§ **Input records**:
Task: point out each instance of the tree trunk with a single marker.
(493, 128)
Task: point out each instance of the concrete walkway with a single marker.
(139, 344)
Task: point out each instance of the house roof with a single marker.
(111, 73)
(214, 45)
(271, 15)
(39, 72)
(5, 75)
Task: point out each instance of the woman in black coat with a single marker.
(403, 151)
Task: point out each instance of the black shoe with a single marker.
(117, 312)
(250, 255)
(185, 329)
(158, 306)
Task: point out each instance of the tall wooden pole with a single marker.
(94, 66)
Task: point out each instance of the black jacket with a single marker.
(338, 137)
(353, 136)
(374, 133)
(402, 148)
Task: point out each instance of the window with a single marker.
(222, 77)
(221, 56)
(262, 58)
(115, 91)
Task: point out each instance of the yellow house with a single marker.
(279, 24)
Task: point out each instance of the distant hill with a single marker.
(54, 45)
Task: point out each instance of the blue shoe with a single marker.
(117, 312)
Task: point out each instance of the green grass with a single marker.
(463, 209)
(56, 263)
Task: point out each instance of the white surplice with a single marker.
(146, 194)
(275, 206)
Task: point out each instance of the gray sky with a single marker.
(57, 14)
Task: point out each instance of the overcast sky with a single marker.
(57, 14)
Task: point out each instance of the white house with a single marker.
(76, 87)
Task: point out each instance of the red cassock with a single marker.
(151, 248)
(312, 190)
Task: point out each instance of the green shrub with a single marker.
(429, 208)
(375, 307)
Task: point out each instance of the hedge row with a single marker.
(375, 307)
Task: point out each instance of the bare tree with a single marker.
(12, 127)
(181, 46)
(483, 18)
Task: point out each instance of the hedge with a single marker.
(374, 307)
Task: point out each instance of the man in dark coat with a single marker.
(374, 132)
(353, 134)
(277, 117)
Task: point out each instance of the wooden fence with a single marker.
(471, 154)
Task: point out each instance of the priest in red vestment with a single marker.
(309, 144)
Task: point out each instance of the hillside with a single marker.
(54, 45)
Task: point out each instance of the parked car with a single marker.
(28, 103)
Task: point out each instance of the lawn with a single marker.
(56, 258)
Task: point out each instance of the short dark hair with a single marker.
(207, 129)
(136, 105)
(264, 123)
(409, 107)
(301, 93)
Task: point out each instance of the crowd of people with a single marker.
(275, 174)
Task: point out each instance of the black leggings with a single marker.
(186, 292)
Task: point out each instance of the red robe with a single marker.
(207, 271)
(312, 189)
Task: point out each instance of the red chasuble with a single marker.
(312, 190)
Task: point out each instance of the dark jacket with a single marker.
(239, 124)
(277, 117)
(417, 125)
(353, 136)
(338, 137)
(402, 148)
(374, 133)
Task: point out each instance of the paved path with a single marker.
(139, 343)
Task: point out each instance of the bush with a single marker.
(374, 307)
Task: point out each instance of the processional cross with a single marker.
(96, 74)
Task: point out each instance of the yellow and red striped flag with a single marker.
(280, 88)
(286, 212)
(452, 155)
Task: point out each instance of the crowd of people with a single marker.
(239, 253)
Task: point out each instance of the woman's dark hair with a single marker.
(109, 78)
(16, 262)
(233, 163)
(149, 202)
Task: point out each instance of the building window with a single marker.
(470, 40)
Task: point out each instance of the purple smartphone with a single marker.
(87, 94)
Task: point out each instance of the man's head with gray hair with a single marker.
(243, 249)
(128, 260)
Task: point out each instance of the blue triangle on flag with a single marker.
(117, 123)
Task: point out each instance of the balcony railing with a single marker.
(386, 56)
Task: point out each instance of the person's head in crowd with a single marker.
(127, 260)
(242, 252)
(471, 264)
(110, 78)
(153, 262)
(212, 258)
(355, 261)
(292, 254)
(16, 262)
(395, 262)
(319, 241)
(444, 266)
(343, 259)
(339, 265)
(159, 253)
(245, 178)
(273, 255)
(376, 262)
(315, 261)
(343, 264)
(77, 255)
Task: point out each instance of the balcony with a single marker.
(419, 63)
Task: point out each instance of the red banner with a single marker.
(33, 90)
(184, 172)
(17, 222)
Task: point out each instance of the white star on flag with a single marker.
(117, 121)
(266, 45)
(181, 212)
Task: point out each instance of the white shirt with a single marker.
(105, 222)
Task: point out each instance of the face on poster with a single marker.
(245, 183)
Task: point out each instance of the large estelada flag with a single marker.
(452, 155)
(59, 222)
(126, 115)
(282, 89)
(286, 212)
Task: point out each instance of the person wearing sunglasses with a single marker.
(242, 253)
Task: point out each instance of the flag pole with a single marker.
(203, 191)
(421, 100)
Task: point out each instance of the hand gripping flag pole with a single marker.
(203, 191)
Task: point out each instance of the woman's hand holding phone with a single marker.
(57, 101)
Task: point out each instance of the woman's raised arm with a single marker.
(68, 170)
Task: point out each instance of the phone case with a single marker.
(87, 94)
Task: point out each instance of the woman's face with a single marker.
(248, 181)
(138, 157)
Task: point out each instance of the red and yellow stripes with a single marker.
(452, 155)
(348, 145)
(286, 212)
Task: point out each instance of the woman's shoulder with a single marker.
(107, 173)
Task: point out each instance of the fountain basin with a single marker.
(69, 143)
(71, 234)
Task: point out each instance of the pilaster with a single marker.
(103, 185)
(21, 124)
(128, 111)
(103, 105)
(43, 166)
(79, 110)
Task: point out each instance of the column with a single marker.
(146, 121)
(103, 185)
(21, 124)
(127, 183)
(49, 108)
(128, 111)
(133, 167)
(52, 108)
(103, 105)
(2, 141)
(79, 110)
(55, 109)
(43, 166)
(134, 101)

§ **What is required**: Copy all of the entries above word for word, each line exactly as it stands.

§ **Task result**:
Task: point out each instance of the tree trunk with a single marker.
(493, 128)
Task: point out each instance of the concrete walkway with a single marker.
(139, 344)
Task: point out each instance of the house roof with a single marker.
(111, 73)
(214, 45)
(271, 15)
(39, 72)
(5, 75)
Task: point out each instance of the woman in black coat with a single marker.
(403, 151)
Task: point out each instance of the black shoe with a single marker.
(117, 312)
(250, 255)
(185, 329)
(158, 306)
Task: point out each instance of the tall wooden pole with a single marker.
(94, 66)
Task: point out each instance of the black jacket with a single marker.
(338, 137)
(353, 136)
(374, 133)
(402, 148)
Task: point out each instance of the window with a single marker.
(222, 77)
(221, 56)
(262, 58)
(115, 91)
Task: point out each instance of the yellow house with a single marker.
(279, 24)
Task: point out each instance of the distant hill with a single marker.
(54, 45)
Task: point out each instance of the blue shoe with a single marker.
(117, 312)
Task: point out each instance of the green grass with a single marker.
(463, 209)
(56, 263)
Task: point out each instance of the white surplice with a single marker.
(146, 194)
(275, 206)
Task: point out each instance of the gray sky with a single marker.
(57, 14)
Task: point out each instance of the overcast sky with a single marker.
(57, 14)
Task: point out each instance of the white house with a single marker.
(76, 87)
Task: point out each instance of the red cassock with a single marker.
(151, 248)
(312, 190)
Task: point out each instance of the green shrub with a single marker.
(429, 208)
(375, 307)
Task: point out each instance of the hedge row with a single marker.
(375, 307)
Task: point out each instance of the bare tree with a single marker.
(12, 127)
(181, 46)
(483, 18)
Task: point out each instance of the hedge with a single marker.
(374, 307)
Task: point out each instance of the man in dark coat with a single marker.
(374, 132)
(353, 134)
(277, 117)
Task: point out each instance of the wooden fence with a single marker.
(471, 154)
Task: point out each instance of the priest in red vestment with a single marker.
(309, 144)
Task: point out each instance of the hillside with a single marker.
(54, 45)
Task: point out each instance of the parked car with a single marker.
(28, 103)
Task: point out each instance of the lawn with a single marker.
(56, 258)
Task: point out each instance of the short dark hair with a single marker.
(207, 129)
(136, 105)
(264, 123)
(409, 107)
(301, 93)
Task: point out each instance of the crowd of people with a single marker.
(275, 174)
Task: point out each instance of the black leggings with a single marker.
(186, 292)
Task: point out each instance of the red robe with a single marker.
(207, 271)
(312, 189)
Task: point out each instance of the red chasuble with a single marker.
(312, 190)
Task: point out each instance of the dark jacket with a single marker.
(239, 124)
(277, 117)
(417, 125)
(353, 136)
(338, 137)
(402, 148)
(374, 133)
Task: point out each instance of the paved path with a single marker.
(139, 343)
Task: point out each instance of the bush with a single marker.
(374, 307)
Task: point out each instance of the processional cross with a single marker.
(96, 74)
Task: point out each instance of the yellow and red striped flag with a single marker.
(280, 88)
(286, 212)
(452, 155)
Task: point out each instance of the crowd of people with a single marker.
(239, 253)
Task: point out each instance of the woman's dark hair with a single marker.
(109, 78)
(16, 262)
(233, 163)
(149, 202)
Task: point out each instance of the building window with a single marker.
(470, 40)
Task: point out each instance of the purple smartphone with a single marker.
(87, 94)
Task: point out each instance of the man's head with gray hair with a single marker.
(243, 249)
(128, 260)
Task: point out each instance of the blue triangle on flag with a single marker.
(117, 123)
Task: point out each instance of the balcony railing with a single marker.
(386, 56)
Task: point out each instance of the person's head in crowd with a single marker.
(127, 260)
(242, 252)
(471, 264)
(110, 78)
(153, 262)
(212, 258)
(355, 261)
(292, 254)
(16, 262)
(395, 262)
(319, 241)
(444, 266)
(343, 259)
(339, 265)
(159, 253)
(245, 178)
(273, 255)
(376, 262)
(315, 261)
(343, 264)
(77, 255)
Task: point out each instance of the balcony with a single marker.
(419, 63)
Task: point out each instance of the red banner with a single marker.
(33, 90)
(184, 172)
(17, 222)
Task: point out each instance of the white star on flag with a single marker.
(117, 121)
(266, 45)
(181, 212)
Task: point out each instance of the white shirt with a single marker.
(105, 222)
Task: point out each instance of the face on poster with a single marker.
(245, 183)
Task: point out each instance of the large estelada flag with a single marker.
(452, 155)
(59, 222)
(126, 115)
(282, 89)
(286, 212)
Task: point out each instance of the person wearing sunglasses with a single marker.
(242, 253)
Task: point out each instance of the flag pole with a single marker.
(203, 191)
(421, 100)
Task: point out each instance of the hand gripping flag pole with a single marker.
(203, 191)
Task: point out each instance of the woman's hand holding phone with a single marker.
(57, 101)
Task: point out each instance of the woman's raised arm with a single marker.
(68, 170)
Task: point out each instance of the phone case with a single marker.
(87, 94)
Task: point out each instance of the woman's face with a single marker.
(248, 181)
(138, 157)
Task: point out each instance of the red and yellow stripes with a single marker.
(452, 155)
(348, 145)
(286, 212)
Task: point out each instance of the woman's shoulder with a single marker.
(107, 173)
Task: point out each instance of the fountain basin with a single marker.
(69, 143)
(71, 234)
Task: point out each instance of the pilaster with a single marker.
(103, 185)
(21, 124)
(128, 111)
(103, 105)
(43, 166)
(79, 110)
Task: point out each instance of the column with a single marker.
(146, 121)
(103, 185)
(21, 124)
(127, 183)
(49, 108)
(128, 111)
(133, 167)
(52, 108)
(103, 105)
(2, 141)
(79, 110)
(55, 109)
(43, 166)
(134, 101)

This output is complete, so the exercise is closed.